### Consigne
Relevez, dans le texte sur le lavandin reproduit ci-dessous, tous les noms scientifiques latins composés d'un genre et d'une espèce.

### Texte du document
--- --- ---

Le lavandin est donc une plante qui n’a pas reçu la valeur de ses parents en héritage. Il essaie tant bien que mal de sentir bon comme papa et maman, mais force est de convenir qu’il n’y parvient pas. Il est donc le parent pauvre des Lavandula, plus précisément l’enfant déshérité de Lavandula vera et de Lavandula latifolia. Et c’est bien dommage. Malgré le fait que l’on dise de l’un qu’il est « Super », un autre est « Grosso », et ça, ça veut tout dire : rien de subtil dans l’épaisseur ! En réalité, le lavandin, je ne puis véritablement l’apprécier, parce qu’il est exactement ce que n’est pas la lavande fine sauvage. Proprement ordonné en longues lignes monotones, il n’a pas la beauté de la fine qu’il faut aller débusquer dans la montagne (on qualifie de « mont Blanc » la lavande qui affiche un taux d’esters supérieur à 40 %, preuve qu’on est bien allé la cueillir à une altitude élevée !). Alors que le lavandin promeut une circulation en ligne droite obligatoire, la fine sauvage invite à bien des circonvolutions et à emprunter un itinéraire qu’on pourrait croire hasardeux vu de l’extérieur, marche déambulatoire à l’image des pérégrinations nectarifères des abeilles. « Naviguer », dit-on. Ça n’est plus de la cueillette, mais un merveilleux voyage ! Rien de tout cela avec l’aseptique lavandin, tout imprégné de fadeur et d’austérité, aspects que l’on ne retrouve pas dans la lavande fine sauvage qui guide les pas de façon bien différente, qui plus est occasion de rencontrer peut-être ce lézard vert au col bleu (Lacerta bilineata) ou cet autre aspic, Vipera aspis, quand ce n’est pas ce trésor des gorges marneuses, l’ammonite fossile, ou cette dent de loup antédiluvienne. Sans compter, bien sûr, la profusion des fleurs de la garrigue qui poussent tout à côté de la fine, comme ces cri-cri emblématiques que l’on froisse entre les doigts une fois défleuris, afin d’en tirer un bruit semblable aux stridulations du grillon (c’est-à-dire la cupidone bleue, Catananche caerulea), tandis que, faucille en main et saquette en bandoulière, l’aventurier de la garrigue fraye son chemin, poignée de bleue après poignée de bleue, les mains trempées d’essence qui l’immunise contre la piqûre de l’abeille dérangée dans son grand Œuvre…
Le lavandin manque assurément de noblesse, mais je vais quand même m’efforcer de vous présenter dans le détail cette « lavande du pauvre ».

--- --- ---

### Données enregistrées
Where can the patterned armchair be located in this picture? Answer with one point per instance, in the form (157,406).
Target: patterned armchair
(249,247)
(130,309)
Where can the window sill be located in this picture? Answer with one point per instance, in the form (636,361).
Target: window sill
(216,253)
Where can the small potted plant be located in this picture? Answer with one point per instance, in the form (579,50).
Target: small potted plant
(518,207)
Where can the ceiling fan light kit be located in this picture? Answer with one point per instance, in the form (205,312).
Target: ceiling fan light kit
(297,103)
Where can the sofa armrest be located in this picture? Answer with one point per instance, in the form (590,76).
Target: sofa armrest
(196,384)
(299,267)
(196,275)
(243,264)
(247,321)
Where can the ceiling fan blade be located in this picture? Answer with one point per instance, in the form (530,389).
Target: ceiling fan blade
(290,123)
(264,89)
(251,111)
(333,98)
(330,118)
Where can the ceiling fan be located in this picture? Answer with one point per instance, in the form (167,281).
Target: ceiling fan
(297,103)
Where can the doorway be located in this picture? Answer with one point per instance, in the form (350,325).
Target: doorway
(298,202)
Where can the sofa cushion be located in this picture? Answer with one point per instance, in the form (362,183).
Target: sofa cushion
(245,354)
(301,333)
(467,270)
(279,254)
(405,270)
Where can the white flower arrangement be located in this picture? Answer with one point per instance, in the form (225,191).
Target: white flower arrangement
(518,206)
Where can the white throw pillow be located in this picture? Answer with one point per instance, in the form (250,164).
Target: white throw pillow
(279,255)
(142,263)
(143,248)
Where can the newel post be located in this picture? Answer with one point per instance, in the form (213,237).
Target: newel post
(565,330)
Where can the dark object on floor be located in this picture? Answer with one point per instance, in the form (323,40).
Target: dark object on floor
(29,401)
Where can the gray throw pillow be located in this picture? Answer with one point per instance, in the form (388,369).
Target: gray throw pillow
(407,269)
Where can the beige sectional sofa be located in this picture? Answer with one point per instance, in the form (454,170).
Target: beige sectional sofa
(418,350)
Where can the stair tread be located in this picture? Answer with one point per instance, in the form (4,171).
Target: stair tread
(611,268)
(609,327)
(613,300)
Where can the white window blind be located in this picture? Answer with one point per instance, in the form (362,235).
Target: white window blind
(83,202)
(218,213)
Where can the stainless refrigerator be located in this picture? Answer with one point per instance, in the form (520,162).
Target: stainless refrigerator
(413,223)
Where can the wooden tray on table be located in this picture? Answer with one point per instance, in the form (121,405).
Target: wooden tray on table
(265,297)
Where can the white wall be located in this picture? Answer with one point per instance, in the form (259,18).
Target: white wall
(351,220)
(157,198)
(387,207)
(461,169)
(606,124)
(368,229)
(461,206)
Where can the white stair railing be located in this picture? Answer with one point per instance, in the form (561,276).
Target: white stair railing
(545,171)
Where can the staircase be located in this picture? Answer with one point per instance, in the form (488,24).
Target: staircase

--- --- ---

### Réponse
Lavandula vera, Lavandula latifolia, Lacerta bilineata, Vipera aspis, Catananche caerulea